What you are asked to do | From the records below, print exactly the lines starting at the one containing "mark: the distant shoreline" and ending at the one containing "mark: the breaking wave", ends included, and nothing else.

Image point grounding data
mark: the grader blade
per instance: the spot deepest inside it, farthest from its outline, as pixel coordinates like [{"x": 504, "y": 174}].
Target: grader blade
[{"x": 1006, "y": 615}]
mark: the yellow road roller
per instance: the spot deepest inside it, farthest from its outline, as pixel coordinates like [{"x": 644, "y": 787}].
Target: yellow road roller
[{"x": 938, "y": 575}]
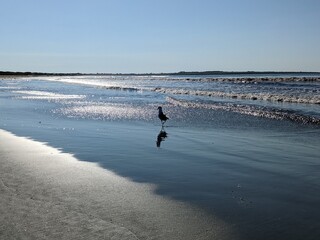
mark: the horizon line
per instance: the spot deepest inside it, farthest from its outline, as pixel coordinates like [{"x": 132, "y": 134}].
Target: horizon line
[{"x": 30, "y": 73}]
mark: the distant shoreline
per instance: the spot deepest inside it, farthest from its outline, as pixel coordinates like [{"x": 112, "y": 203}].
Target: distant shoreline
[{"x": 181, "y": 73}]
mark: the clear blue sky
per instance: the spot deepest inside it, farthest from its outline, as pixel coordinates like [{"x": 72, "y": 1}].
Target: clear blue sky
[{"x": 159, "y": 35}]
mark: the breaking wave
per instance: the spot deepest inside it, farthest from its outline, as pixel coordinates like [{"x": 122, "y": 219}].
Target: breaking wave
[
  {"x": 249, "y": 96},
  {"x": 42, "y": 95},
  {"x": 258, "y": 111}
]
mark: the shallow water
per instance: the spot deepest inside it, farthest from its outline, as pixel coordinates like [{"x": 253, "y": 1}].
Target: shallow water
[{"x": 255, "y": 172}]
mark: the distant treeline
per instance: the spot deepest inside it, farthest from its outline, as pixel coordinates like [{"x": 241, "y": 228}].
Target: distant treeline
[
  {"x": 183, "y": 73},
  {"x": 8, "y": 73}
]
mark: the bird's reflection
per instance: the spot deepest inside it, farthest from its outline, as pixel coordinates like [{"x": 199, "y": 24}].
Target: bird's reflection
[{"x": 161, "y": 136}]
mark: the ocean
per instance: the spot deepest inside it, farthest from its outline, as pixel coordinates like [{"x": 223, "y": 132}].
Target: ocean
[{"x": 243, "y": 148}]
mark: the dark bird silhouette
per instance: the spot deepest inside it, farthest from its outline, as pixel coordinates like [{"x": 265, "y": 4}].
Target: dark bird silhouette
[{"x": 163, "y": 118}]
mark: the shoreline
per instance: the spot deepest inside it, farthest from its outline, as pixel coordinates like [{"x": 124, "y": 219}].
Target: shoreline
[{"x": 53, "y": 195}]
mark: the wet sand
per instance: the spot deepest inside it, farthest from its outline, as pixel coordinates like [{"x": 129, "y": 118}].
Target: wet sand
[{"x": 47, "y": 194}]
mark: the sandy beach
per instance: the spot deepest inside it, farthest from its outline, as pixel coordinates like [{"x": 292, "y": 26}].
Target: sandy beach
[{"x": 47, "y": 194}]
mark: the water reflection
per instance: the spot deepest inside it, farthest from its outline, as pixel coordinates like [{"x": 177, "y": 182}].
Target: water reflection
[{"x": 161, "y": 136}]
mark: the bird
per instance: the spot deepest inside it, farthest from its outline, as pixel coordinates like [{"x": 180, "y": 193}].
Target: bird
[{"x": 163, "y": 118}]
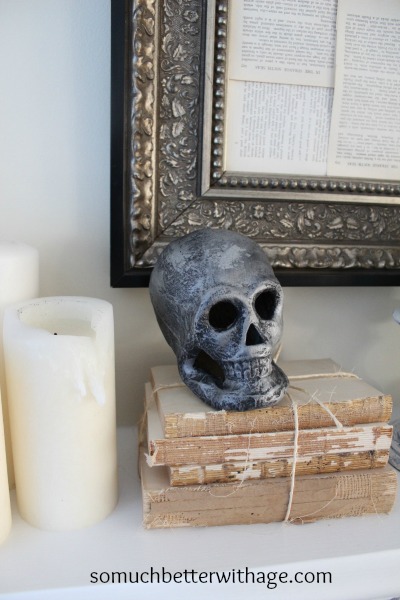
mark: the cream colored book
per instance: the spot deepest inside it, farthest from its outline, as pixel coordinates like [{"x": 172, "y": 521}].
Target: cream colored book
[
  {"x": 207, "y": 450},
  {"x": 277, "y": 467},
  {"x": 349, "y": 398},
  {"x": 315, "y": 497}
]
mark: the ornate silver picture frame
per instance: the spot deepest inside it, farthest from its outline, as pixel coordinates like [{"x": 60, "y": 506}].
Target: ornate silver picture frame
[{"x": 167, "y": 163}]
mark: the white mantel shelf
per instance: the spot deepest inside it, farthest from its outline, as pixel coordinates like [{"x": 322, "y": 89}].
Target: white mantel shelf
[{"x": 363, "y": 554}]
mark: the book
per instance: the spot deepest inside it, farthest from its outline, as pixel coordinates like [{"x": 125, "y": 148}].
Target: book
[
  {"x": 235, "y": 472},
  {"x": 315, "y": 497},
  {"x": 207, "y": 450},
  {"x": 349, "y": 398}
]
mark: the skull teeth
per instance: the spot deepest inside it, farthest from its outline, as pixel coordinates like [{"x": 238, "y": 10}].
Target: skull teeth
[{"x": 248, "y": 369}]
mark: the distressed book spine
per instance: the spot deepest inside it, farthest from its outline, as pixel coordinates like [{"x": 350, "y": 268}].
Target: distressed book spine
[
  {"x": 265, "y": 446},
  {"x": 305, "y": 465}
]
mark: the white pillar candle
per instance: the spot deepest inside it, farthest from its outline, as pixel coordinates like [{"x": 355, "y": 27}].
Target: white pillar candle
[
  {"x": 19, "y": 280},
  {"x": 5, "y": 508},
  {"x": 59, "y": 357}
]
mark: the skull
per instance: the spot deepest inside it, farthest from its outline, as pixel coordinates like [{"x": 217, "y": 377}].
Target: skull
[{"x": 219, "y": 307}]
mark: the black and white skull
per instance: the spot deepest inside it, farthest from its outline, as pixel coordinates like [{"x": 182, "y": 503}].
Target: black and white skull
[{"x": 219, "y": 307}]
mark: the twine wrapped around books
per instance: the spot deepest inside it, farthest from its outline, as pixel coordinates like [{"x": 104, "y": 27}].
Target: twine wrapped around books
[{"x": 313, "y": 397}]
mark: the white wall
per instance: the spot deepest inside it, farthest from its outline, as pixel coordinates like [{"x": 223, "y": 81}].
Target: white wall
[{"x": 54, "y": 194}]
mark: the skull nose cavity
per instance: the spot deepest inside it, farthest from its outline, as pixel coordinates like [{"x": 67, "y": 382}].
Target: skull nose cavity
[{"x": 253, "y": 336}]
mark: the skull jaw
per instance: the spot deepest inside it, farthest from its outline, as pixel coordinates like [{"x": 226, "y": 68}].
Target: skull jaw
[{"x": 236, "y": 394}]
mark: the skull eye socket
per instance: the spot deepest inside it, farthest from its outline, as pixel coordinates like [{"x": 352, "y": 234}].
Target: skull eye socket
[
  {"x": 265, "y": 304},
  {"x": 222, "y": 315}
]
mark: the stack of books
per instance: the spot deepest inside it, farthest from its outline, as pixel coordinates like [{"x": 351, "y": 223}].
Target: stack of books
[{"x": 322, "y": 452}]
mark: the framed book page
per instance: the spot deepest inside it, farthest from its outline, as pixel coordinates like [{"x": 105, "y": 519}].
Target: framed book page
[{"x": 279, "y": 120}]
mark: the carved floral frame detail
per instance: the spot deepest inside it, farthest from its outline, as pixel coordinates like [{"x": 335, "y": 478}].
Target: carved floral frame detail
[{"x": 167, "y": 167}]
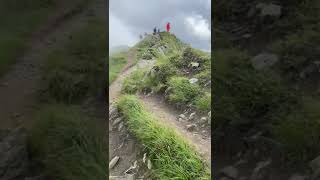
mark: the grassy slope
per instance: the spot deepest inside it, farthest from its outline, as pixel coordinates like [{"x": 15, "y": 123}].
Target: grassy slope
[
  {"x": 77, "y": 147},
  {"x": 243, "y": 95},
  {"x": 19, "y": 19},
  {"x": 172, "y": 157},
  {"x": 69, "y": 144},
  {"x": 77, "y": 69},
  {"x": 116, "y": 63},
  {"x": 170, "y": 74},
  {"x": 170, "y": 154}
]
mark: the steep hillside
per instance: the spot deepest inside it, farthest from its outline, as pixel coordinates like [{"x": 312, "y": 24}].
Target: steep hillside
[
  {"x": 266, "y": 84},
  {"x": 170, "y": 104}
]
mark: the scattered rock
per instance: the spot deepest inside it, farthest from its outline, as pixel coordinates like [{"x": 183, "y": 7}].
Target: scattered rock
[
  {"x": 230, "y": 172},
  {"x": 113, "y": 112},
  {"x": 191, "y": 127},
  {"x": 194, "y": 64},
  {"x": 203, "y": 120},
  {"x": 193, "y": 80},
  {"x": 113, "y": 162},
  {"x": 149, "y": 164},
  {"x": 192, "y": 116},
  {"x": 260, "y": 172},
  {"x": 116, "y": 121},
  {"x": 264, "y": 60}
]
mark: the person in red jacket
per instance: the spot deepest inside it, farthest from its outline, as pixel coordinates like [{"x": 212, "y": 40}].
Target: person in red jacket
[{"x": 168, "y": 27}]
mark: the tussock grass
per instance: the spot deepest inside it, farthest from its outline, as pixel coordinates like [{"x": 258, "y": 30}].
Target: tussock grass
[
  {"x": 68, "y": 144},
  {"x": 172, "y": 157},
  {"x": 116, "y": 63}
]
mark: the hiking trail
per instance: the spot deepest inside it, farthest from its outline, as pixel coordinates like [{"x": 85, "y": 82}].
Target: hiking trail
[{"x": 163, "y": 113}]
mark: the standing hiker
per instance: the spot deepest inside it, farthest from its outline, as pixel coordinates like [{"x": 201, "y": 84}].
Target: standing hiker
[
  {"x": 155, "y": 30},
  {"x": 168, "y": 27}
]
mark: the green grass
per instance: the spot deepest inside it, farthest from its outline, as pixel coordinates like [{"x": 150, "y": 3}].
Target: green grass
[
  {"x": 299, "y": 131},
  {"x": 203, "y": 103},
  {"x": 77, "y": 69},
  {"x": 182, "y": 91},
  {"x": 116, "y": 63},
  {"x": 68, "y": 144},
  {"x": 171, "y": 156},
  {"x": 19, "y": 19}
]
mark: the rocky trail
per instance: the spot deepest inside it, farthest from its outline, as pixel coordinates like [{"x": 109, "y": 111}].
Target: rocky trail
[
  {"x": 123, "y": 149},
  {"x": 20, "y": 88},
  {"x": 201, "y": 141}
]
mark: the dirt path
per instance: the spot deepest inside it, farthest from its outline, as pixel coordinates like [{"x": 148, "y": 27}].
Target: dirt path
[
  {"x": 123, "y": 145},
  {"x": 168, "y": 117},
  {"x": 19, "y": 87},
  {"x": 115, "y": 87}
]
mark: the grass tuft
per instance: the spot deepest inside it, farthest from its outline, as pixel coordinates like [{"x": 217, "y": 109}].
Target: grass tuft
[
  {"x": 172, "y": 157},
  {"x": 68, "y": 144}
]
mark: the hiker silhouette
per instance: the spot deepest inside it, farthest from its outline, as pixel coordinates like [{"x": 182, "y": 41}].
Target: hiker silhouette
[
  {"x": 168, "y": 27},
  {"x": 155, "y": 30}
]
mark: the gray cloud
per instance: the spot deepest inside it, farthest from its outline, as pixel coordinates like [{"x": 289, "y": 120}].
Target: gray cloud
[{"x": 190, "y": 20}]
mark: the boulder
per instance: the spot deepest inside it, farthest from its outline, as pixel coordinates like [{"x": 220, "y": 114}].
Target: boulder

Completed task |
mark: the distant shoreline
per instance: the spot deepest inside it, farthest from its outline, as pixel coordinates like [{"x": 112, "y": 203}].
Target: distant shoreline
[{"x": 181, "y": 73}]
mark: the clear blue sky
per instance: the spot deepest inside it, farthest from its outline, as pixel coordinates like [{"x": 72, "y": 1}].
Target: clear blue sky
[{"x": 159, "y": 35}]
mark: the breaking wave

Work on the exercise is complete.